Exercise requirements: Copy out all the data, word for word.

### Study material ###

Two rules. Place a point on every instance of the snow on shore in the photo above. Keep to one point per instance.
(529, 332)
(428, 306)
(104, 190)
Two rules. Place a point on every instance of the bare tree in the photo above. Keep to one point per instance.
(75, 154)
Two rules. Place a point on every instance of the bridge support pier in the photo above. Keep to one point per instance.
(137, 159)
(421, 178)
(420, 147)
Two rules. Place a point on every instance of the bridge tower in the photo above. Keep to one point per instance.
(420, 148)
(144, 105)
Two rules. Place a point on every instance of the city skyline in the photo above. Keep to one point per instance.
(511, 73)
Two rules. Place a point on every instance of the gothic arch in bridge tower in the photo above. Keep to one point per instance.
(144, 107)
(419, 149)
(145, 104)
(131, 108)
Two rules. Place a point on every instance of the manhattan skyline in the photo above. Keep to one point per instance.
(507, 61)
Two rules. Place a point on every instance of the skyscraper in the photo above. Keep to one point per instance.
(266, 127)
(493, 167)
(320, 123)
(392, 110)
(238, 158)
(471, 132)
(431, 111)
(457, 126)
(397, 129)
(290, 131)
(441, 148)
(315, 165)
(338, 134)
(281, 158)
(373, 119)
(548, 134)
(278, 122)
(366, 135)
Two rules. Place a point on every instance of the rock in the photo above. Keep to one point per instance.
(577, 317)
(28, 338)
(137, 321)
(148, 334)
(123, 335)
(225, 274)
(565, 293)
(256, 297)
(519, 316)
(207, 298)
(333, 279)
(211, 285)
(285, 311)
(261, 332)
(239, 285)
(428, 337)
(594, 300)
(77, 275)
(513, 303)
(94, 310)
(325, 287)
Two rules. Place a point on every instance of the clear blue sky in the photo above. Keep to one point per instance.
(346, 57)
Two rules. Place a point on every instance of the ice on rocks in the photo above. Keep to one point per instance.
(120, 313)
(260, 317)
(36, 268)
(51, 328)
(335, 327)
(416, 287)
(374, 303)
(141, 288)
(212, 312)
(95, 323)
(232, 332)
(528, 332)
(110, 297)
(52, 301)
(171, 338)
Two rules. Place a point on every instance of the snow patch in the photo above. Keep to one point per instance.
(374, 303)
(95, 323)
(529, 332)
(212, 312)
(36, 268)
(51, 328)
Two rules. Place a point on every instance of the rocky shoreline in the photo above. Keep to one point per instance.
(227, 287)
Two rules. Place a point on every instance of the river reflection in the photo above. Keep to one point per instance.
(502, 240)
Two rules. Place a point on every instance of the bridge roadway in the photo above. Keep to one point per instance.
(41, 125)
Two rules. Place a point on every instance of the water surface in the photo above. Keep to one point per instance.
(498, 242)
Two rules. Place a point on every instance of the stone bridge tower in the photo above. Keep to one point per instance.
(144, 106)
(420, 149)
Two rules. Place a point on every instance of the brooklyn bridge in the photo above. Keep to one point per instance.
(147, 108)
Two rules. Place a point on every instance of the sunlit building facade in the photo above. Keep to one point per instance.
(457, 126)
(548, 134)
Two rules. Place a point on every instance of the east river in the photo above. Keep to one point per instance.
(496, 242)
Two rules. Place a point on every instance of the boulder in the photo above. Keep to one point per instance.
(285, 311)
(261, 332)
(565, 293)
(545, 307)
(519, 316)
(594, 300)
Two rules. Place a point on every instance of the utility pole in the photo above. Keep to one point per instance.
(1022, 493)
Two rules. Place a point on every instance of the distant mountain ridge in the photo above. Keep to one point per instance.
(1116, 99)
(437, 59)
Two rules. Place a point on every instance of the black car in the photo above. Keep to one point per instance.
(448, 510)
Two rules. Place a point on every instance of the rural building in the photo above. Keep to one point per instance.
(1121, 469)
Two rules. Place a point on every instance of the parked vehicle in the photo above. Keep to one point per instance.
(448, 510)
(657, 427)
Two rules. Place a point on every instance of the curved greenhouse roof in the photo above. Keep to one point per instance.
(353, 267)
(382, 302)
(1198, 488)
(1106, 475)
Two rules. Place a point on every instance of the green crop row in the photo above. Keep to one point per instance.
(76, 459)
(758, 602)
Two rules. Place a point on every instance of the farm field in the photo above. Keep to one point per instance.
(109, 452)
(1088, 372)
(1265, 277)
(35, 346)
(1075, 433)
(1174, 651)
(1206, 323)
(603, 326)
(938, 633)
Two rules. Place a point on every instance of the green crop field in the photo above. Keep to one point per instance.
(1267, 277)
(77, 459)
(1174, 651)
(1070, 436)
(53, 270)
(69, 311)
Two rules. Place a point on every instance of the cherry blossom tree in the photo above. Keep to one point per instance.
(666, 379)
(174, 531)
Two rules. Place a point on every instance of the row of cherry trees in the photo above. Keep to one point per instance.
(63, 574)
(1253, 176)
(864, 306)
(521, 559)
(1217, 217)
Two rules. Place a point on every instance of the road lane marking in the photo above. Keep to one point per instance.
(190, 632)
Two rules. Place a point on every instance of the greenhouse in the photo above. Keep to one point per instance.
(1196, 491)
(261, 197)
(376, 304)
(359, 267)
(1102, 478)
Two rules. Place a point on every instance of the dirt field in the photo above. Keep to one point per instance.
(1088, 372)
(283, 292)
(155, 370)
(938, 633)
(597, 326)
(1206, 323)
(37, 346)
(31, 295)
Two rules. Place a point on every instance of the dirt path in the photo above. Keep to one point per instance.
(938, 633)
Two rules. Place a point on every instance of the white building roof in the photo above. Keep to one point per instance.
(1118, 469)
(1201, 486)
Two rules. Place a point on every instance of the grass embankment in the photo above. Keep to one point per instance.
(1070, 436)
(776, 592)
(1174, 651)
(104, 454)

###

Result for this exercise:
Two rules. Place a point on every instance of the snow on shore in the photo above. Keep to one point per instance.
(529, 332)
(428, 306)
(104, 190)
Two rules. Place a point on every instance of the bare tree in the photo above. Keep to one point per instance.
(75, 154)
Two rules. Place a point on every instance of the bridge support pier in the photo above. Keep to one point per instance.
(137, 159)
(421, 178)
(420, 147)
Two rules. Place a point on every instance of the bridge tower in the photo above. Keep to one point per instance.
(420, 148)
(144, 105)
Two rules. Place a point on every instance of the city skyline in the photo above. Keep to one point per instance.
(511, 73)
Two rules. Place a point on every instance of the gothic arch in bridge tower in the photo above. Keep to one point per instance.
(144, 107)
(419, 149)
(145, 104)
(131, 108)
Two rules. Place a point on every instance of the manhattan skyline in the photo above. Keep to one point per instance.
(507, 61)
Two rules. Place a point on every instance of the skyscraper in the photo above. Keep to one point per instance.
(266, 127)
(493, 167)
(320, 123)
(392, 110)
(238, 158)
(471, 132)
(431, 111)
(457, 126)
(397, 129)
(290, 131)
(441, 148)
(315, 165)
(338, 134)
(281, 158)
(373, 119)
(548, 134)
(278, 122)
(366, 135)
Two rules. Place a point on every instance of the rock in the photo above. Keep to one point per instance.
(577, 317)
(28, 338)
(137, 321)
(148, 334)
(123, 335)
(225, 274)
(565, 293)
(256, 297)
(519, 316)
(207, 298)
(333, 279)
(211, 285)
(285, 311)
(261, 332)
(239, 285)
(428, 337)
(594, 300)
(77, 275)
(513, 303)
(94, 310)
(325, 287)
Two rules. Place a point on every instance of the clear blue sky in the photo above. Keep to one point per instance.
(346, 57)
Two rules. Place a point on every instance of the ice on rocks in the photo above. Keep to one point per instance.
(120, 313)
(260, 317)
(36, 268)
(51, 328)
(335, 327)
(416, 287)
(374, 303)
(141, 288)
(212, 312)
(95, 323)
(232, 332)
(528, 332)
(110, 297)
(52, 301)
(171, 338)
Two rules. Place a point on every instance of the snow patch in the photo above. Keep to one point per instance.
(374, 303)
(95, 323)
(529, 332)
(212, 312)
(36, 268)
(51, 328)
Two rules. Place a point on every instance of the rocky shoreline in the photo above. Keep to one point per instance.
(227, 287)
Two rules. Place a point on every instance of the river reflection in the photo above. Keep to one point per instance.
(502, 240)
Two rules. Place a point on every instance of the bridge roadway in the photo above. Keep to one point per instance.
(41, 125)
Two rules. Place a point on every instance of the water surface in the photo above. Keep to one point per instance.
(498, 242)
Two rules. Place a point on every instance of the stone bridge tower in the photo above. Keep to one point per instance.
(144, 106)
(420, 149)
Two rules. Place a point on every instance of the brooklyn bridge in the photo above. Keep to one point per instance.
(147, 108)
Two rules. Place a point on every instance of the sunlit building facade in the photo above. Keep to one point per instance.
(457, 126)
(548, 134)
Two rules. Place a point on every instance of the east river in the photo above. Keep to one point per instance.
(496, 242)
Two rules. Place a point on every instance of the boulder in the photo above. Keep to one point per instance.
(285, 311)
(261, 332)
(565, 293)
(545, 307)
(519, 316)
(594, 300)
Two rules. Place a point on every instance of the utility pole in the photo above. Keep to one point per instance.
(1022, 493)
Two rules. Place a point on every instance of the distant mountain ridge in the photo above. Keep to one point per instance.
(1116, 99)
(437, 59)
Two rules. Place a point on every instance of the black car in the photo above. Keep to one point per instance.
(448, 510)
Two rules. Place a point on every instance of the rural building in the photo above. Keep to one point per instance.
(1121, 469)
Two rules. Place a point on every instance of the parked vehicle in the photo above. Keep to one point per instance.
(448, 510)
(657, 427)
Two rules. Place a point on every instance of the curved greenhouse roof in the photo above. Keep to one point per instance.
(353, 267)
(382, 302)
(1198, 488)
(1106, 475)
Two rules. Place a point on every instance of the green crop row in the photo above. Keep to one point per instance.
(76, 459)
(758, 602)
Two rules. Place a point on every instance of the farm field in the photo above. Keep to one point per instance.
(109, 452)
(1088, 372)
(1265, 277)
(35, 346)
(1075, 433)
(1174, 651)
(1206, 323)
(603, 326)
(938, 633)
Two rules. Place a point on every instance of the green crop field in the photo above. Keep to one point per instance.
(1267, 277)
(77, 459)
(1174, 651)
(1070, 436)
(53, 270)
(69, 311)
Two rules. Place a point on every instance of the cherry blossom tree in the photo above. Keep to one point per instance.
(666, 379)
(174, 531)
Two rules. Place a point on every instance of the row of cherry trees in the photo above. Keep to one point per instance.
(63, 574)
(1253, 176)
(864, 306)
(521, 559)
(1217, 217)
Two rules. Place a point on every instance of the road lane marking in the photo above. Keep to one point per instance.
(190, 632)
Two rules. Place a point on every instance of the greenhouse in the photo above. Keep to one point per instance.
(1196, 491)
(261, 197)
(376, 304)
(359, 267)
(1102, 478)
Two rules. Place a point on every instance of the dirt field in the photo above. Keep to one point per instance.
(1088, 372)
(283, 292)
(155, 370)
(938, 633)
(597, 326)
(1206, 323)
(37, 346)
(31, 295)
Two rules. Place a point on every instance of the dirt path in the photo above. Keep to one point per instance.
(938, 633)
Two rules. Place a point on every instance of the white building roof in the photo above. Keep to one point per instance.
(1118, 469)
(1201, 486)
Two rules. Place a point on every instance of the grass embankment in the photo above. Keep to one point per instance.
(1070, 436)
(776, 592)
(1174, 651)
(104, 454)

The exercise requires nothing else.